Exercise task 1 → Reproduce the part of the interstellar dust post starting with "Didn't we talk" and going on through "be really interesting.".
Exercise task 2 → According to the interstellar dust post, in which publication should A. Rotundi et al.'s paper have appeared?
Exercise task 3 → Pick up the interstellar dust post where it stops and continue writing it.

[extropy-chat] Interstellar Dust

Amara Graps amara at amara.com
Fri Jun 18 09:18:50 UTC 2004


Robert Bradbury:

>But the most interesting thing that caught my eye answers a question
>that I think may have come up on the list before though I'm not sure
>whether or not we answered it (perhaps I might have missed it).

>"... Other Fullerenes are also common, particularly C_70, C_76 and
>C_84, and have been found to exist in interstellar dust as well as in
>geological formations on Earth. ..."

>So yes folks there are Fullerenes in space (too bad the references aren't
>cited).

Didn't we talk about this ?  I sent some paper references on
this topic to the list last March. A. Rotundi et al.'s paper
should have appeared in _Fullerenes, Nanotubes and Carbon
Nanostructures_ but I don't know if that is the paper of which
you and others were thinking.

Here is my message again:

http://www.lucifer.com/pipermail/extropy-chat/2004-March/004832.html



>Next question is are there Fullerenes with caged atoms or molecules
>inside???  Now those would be really interesting.

The structures look complicated.. From the text, the authors write:

"A transmission electron microscope study of individual soot grains
forming fluffy carbon particles produced using the arc-discharge
technique revealed close-packed arrangements of single -wall ring
structures with average diameters of 0.7, 1.1, 3.0, 5.5 and 8.2
nanometers."

Material provided →

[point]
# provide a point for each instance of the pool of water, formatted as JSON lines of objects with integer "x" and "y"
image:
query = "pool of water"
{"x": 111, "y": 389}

---

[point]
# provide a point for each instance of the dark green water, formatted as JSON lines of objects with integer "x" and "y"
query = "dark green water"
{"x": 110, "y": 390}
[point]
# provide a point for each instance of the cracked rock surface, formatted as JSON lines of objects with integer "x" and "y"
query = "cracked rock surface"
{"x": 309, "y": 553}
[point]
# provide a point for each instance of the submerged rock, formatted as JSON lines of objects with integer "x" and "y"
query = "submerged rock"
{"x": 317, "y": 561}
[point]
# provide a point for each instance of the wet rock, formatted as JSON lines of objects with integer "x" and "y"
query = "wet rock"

---

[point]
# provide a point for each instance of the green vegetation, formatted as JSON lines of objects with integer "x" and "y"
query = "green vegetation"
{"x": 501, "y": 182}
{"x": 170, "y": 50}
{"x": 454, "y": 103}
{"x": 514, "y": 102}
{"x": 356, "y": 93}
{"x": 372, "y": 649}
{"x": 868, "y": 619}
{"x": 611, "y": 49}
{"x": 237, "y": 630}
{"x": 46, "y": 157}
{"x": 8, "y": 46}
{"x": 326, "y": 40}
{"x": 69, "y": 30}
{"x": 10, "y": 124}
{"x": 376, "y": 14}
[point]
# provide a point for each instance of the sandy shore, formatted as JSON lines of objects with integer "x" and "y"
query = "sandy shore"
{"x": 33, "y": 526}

Task answer 1 →
Didn't we talk about this ?  I sent some paper references on
this topic to the list last March. A. Rotundi et al.'s paper
should have appeared in _Fullerenes, Nanotubes and Carbon
Nanostructures_ but I don't know if that is the paper of which
you and others were thinking.

Here is my message again:

http://www.lucifer.com/pipermail/extropy-chat/2004-March/004832.html



>Next question is are there Fullerenes with caged atoms or molecules
>inside???  Now those would be really interesting.

Task answer 2 → _Fullerenes, Nanotubes and Carbon Nanostructures_

Task answer 3 →
"Soot Grains. Field emission scanning electron microscope (FESEM)
analyses showed a considerable degree of fusion of individual soot
grains arranged in chain-like aggregates."
[...]
"The soot grains have a typical internal texture of densely packed,
single -wall rings [Figure 2]. In addition to these grains, the ACAR
and ACH2(0.8) samples also contain rare, irregularly-shaped aggregates
of similar rings."

"Single -wall spheres. There is generally no ordering of rings in soot
grains that are thus crystallographically amorphous. Tilting
experiments during TEM imaging confirmed that the rings are hollow
spheres. The ring diameters from 0.7 nm to ~10 nm define the
populations I to IV in Table 2. The one-standard deviations [Table 2]
are similar to the error of measurement (see above) but each
population is accepted as a statistically-relevant distribution of
sphere diameters. We cannot exclude the possibility that each measured
diameter corresponds to a unique hollow carbon sphere. These
individual diameters then defining a continuous range of different
single -wall, hollow spheres. We do not think it was the case although
noting that a similar situation was found [20] for the range of single
-shell carbon nanotube diameters between ~0.7 nm and 1.6 nm that
included two significant peaks at 0.8 nm and 1.05 nm."
[...]
"The overwhelming majority of single -wall structures are spheres but
there are rare ellipsoidal shapes with their longest semi-major axis
parallel to the ultra-thin section [Figure 3]. The ellipsoidal single
-wall rings occur as isolated structures or in small clusters that are
randomly distributed within the amorphous soot grains. Single -wall
spheres can also be organized into rare "bunch-of-grape" domains both
within soot grains and as isolated structures among the other carbon
forms in the samples. Some "bunch-of-grape" 'domains are
cross-sections of small stacks of hollow, parallel-stacked,
ellipsoidal rings. "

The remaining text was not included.